Records of labeled points
────────────────────────────────────────
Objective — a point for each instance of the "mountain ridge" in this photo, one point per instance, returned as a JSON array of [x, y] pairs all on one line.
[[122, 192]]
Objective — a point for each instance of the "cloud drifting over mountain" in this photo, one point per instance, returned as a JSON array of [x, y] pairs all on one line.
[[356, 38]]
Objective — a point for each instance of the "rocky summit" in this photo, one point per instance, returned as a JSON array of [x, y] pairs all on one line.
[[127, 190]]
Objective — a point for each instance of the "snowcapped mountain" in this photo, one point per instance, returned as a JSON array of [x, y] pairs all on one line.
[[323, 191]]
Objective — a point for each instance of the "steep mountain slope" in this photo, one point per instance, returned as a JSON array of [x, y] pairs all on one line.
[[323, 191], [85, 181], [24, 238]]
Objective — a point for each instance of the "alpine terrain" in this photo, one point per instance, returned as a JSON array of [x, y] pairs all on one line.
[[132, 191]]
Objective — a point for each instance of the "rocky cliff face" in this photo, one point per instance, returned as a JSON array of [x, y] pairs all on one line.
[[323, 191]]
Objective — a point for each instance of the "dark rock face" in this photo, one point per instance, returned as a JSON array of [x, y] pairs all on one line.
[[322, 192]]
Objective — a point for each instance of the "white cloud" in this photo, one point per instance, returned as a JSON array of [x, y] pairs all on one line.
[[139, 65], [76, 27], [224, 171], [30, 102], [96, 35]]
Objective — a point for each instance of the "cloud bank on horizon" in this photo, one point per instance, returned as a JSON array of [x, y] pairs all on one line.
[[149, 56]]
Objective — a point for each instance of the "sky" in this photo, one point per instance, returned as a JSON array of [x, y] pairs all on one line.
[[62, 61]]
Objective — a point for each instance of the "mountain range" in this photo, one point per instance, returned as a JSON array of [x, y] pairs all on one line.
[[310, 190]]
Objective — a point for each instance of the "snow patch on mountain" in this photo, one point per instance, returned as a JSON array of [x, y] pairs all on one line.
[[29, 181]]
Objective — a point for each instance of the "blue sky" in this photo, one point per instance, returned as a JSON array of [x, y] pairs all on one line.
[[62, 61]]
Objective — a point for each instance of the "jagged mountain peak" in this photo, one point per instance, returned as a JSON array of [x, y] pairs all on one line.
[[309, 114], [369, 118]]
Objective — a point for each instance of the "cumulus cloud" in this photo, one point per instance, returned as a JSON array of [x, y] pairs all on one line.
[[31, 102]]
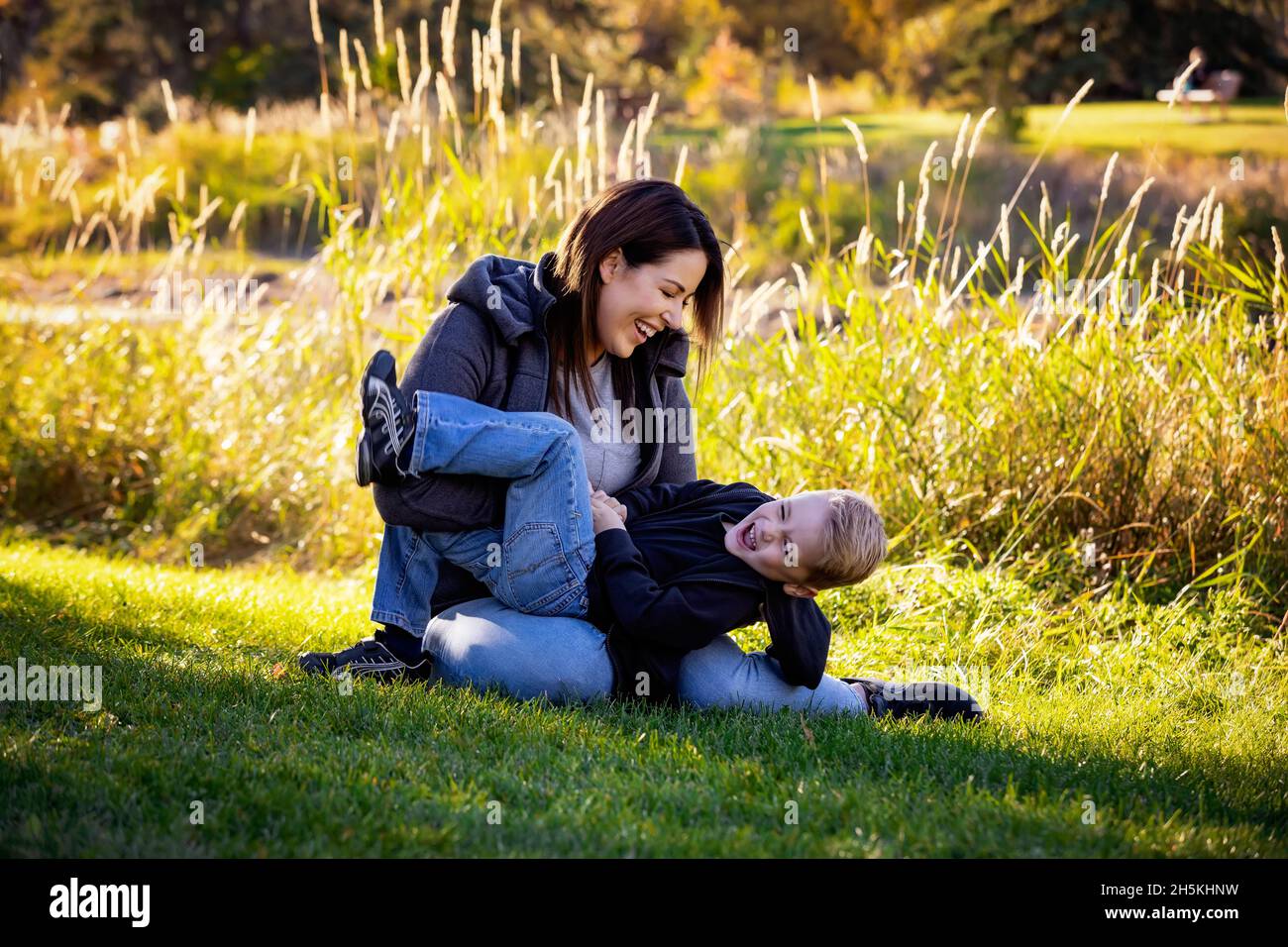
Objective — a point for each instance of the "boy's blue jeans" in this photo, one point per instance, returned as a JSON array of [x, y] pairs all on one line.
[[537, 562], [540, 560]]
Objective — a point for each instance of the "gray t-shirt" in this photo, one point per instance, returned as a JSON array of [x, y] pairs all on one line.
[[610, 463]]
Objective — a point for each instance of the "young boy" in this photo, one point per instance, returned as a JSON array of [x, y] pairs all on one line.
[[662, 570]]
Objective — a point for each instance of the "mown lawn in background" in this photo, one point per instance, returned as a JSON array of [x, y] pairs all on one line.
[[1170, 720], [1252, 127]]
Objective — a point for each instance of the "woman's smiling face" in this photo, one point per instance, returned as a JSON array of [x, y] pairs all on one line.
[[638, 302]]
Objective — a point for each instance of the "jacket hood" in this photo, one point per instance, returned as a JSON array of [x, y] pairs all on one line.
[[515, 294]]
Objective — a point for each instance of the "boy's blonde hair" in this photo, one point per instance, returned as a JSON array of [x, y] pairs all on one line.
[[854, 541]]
────────────────────────────────────────
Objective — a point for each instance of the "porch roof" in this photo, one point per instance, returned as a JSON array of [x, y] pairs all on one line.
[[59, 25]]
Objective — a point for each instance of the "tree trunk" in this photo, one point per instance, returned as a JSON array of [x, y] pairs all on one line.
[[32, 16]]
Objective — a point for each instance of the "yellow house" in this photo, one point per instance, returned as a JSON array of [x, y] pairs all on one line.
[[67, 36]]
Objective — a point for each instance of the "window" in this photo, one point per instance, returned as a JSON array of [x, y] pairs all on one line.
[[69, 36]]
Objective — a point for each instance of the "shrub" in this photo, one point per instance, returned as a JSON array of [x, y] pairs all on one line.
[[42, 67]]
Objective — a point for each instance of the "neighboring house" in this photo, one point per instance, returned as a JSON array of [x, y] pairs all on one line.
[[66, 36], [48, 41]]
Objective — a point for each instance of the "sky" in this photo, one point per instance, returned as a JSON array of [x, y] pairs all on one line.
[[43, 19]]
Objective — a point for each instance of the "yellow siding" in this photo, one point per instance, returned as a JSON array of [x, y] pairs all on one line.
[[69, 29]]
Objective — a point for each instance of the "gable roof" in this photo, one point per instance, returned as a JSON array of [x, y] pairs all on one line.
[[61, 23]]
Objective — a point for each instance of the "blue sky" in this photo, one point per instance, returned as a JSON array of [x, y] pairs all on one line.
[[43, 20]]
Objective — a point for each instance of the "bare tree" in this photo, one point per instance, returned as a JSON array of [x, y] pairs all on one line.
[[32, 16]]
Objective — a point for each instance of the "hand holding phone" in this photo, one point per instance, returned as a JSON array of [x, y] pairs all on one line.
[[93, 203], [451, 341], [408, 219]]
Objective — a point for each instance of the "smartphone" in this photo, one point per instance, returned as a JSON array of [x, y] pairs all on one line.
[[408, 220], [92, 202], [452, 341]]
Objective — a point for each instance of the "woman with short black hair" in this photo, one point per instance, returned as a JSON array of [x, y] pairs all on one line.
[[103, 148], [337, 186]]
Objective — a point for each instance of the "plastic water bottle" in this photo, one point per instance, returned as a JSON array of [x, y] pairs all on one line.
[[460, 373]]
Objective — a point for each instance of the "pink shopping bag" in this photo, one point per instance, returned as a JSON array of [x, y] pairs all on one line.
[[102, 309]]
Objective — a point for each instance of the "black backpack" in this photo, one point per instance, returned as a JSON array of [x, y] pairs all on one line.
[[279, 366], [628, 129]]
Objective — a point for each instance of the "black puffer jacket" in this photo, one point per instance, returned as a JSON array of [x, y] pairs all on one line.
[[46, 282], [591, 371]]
────────────────────────────────────────
Select and copy every line of the rows above that contains the string "black".

## Written solution
Objective — a point for each instance of the "woman with short black hair" in this photo, one point per instance, returned as a JSON array of [x, y] pairs all on one line.
Objective — a point for each instance of the "black backpack" in this photo, one point per instance, returned as a JSON array of [x, y] pairs all on one line.
Objective — a point for each instance of the "black puffer jacket" in this photo, one point per instance, returned as a JSON array of [x, y] pairs all on one line.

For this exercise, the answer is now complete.